#### TASK GOAL:
In the data that follows, find the line with "Target: distant hillside"; transcribe it, every later line up to the one with "Objective — for every instance of the windmill sail, place", and that line as well, exactly and with no others.

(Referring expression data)
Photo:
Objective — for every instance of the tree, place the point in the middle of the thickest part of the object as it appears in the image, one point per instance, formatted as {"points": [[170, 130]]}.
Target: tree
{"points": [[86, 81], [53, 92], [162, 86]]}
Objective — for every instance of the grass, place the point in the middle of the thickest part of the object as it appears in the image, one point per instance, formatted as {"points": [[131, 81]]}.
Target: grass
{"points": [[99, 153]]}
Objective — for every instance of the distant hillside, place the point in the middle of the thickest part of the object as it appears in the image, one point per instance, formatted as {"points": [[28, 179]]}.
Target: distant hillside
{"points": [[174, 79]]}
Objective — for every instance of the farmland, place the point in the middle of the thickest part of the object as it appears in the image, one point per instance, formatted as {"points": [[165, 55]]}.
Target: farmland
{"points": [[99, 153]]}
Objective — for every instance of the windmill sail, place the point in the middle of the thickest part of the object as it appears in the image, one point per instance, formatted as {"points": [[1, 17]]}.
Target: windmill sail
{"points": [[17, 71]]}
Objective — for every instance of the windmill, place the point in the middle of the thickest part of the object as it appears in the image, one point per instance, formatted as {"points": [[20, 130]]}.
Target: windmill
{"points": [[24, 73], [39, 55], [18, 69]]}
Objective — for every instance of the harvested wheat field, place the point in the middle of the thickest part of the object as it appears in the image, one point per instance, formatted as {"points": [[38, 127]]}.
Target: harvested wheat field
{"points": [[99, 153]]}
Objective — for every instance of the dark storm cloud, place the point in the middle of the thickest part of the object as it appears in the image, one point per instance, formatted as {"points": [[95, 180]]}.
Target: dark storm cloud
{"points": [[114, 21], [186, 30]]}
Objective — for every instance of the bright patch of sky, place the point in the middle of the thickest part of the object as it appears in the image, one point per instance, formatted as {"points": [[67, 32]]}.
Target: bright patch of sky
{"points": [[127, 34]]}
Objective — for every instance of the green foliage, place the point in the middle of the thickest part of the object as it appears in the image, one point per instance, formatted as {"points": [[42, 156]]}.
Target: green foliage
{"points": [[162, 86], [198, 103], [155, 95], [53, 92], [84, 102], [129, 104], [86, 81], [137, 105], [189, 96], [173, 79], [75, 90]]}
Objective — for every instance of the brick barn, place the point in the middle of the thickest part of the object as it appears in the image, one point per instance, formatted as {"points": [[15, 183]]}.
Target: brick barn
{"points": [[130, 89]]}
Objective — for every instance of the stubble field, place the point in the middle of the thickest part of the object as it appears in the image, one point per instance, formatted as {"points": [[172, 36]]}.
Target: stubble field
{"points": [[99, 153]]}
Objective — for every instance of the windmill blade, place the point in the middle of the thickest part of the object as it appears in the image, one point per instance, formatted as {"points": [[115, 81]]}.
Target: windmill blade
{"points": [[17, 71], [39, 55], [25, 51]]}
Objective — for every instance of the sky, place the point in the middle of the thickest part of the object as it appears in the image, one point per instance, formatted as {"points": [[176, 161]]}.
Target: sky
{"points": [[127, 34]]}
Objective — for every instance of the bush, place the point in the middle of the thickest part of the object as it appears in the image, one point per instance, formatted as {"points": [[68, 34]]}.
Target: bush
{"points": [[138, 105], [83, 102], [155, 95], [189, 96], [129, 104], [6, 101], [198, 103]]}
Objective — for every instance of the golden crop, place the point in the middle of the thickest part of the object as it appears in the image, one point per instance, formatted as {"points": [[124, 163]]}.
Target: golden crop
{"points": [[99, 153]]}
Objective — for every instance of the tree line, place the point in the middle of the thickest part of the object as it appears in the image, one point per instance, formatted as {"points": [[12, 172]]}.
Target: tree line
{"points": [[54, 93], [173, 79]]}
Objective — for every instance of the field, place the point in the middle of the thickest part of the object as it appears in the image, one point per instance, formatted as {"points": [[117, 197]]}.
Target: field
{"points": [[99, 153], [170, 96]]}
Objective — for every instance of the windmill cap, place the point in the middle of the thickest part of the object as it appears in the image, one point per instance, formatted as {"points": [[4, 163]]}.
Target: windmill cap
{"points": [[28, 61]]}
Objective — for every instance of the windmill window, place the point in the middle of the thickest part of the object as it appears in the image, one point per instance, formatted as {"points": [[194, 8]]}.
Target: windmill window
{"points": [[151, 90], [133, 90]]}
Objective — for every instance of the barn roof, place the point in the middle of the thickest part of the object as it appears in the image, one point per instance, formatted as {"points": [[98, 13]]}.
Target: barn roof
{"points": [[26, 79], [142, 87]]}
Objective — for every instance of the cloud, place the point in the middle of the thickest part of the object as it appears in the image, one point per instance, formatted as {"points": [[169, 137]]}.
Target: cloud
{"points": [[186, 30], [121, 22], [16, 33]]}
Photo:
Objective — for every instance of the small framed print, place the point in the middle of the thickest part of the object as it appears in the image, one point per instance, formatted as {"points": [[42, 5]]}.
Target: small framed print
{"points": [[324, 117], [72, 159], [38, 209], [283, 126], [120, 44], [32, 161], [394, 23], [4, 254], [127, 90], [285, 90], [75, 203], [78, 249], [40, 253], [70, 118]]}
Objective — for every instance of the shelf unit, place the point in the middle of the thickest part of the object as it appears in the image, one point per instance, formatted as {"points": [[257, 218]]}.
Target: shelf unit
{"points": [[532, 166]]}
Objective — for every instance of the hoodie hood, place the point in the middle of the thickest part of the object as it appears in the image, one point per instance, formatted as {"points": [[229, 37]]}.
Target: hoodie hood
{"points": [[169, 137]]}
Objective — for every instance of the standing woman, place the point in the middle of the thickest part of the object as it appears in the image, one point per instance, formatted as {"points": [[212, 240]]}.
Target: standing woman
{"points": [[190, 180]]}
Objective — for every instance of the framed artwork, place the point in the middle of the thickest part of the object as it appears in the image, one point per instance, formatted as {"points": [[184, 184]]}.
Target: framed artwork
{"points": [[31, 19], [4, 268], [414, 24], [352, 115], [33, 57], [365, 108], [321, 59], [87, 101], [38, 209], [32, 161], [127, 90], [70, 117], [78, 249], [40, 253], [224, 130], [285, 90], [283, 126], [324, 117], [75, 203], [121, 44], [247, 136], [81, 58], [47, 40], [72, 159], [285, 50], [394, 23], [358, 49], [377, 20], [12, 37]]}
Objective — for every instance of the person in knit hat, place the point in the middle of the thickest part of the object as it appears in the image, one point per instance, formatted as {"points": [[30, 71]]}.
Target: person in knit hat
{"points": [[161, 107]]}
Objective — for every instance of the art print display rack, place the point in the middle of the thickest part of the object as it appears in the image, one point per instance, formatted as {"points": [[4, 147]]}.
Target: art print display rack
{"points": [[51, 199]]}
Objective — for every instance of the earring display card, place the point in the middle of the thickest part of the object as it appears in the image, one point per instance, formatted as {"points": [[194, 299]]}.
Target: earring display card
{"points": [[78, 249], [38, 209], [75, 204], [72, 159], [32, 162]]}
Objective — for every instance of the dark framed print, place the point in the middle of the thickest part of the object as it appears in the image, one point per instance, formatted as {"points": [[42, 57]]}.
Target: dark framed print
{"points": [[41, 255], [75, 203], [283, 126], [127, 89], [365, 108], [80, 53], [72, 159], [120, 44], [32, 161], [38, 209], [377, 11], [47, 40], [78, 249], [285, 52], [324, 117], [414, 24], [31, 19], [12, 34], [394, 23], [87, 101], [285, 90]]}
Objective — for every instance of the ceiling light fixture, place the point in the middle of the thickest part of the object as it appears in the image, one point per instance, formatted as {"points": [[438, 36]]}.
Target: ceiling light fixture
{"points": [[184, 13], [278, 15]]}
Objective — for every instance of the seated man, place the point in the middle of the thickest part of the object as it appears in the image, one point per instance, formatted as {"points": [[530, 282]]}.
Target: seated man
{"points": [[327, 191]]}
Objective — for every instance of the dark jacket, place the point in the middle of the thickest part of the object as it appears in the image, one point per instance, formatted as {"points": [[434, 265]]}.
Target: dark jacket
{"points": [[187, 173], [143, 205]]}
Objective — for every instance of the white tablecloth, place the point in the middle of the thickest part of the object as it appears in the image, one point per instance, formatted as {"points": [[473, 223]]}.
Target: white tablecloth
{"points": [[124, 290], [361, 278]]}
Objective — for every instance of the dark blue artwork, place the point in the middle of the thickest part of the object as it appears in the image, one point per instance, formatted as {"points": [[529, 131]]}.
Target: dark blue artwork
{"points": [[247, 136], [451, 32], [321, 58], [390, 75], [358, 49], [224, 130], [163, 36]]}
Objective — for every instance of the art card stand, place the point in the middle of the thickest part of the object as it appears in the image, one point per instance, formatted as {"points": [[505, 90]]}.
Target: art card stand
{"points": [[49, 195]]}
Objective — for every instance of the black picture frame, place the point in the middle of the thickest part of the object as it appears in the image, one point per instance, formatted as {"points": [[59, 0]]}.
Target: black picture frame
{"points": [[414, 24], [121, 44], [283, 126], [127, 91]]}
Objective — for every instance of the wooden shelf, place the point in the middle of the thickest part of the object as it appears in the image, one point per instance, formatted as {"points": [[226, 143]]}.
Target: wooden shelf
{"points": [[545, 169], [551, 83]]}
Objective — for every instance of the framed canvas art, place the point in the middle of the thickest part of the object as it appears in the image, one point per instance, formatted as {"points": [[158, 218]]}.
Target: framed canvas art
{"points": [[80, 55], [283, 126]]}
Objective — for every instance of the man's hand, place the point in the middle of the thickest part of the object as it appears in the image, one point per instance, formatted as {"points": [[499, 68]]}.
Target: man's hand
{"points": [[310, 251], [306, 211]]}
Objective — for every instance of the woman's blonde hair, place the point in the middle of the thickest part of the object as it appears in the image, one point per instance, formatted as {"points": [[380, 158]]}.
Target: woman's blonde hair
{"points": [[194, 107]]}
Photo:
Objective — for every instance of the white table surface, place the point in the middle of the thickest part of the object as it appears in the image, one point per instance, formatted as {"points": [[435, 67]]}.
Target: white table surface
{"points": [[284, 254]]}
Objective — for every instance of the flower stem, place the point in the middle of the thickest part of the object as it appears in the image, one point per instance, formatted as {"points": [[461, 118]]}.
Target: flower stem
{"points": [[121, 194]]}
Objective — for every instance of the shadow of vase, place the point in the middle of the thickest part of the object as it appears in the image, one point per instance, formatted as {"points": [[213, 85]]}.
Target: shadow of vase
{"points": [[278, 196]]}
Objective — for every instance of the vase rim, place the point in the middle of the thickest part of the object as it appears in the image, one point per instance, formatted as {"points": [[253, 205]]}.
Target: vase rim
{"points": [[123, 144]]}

#### RESPONSE BELOW:
Target: distant hillside
{"points": [[174, 79]]}
Objective — for every instance of the farmland, place the point in the middle of the thickest part of the object as it appears in the image, one point per instance, formatted as {"points": [[165, 55]]}.
Target: farmland
{"points": [[99, 153]]}
Objective — for every instance of the windmill sail, place the point in the middle of the thickest part of the object as it appears in the image, one point per instance, formatted as {"points": [[1, 17]]}.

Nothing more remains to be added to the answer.